*GOAL*. Extract each line in the records below containing the word "that".

## start RECORDS PROVIDED

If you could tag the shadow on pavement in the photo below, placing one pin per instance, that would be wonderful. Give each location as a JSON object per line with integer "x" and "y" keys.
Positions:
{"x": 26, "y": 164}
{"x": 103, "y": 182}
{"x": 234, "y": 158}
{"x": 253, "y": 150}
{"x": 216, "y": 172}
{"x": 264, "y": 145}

## end RECORDS PROVIDED

*RESPONSE TO THIS TASK*.
If you could tag the shadow on pavement in the photo below, placing one pin per instance, that would be wonderful. Give each location as a JSON object per line with integer "x" and "y" keys.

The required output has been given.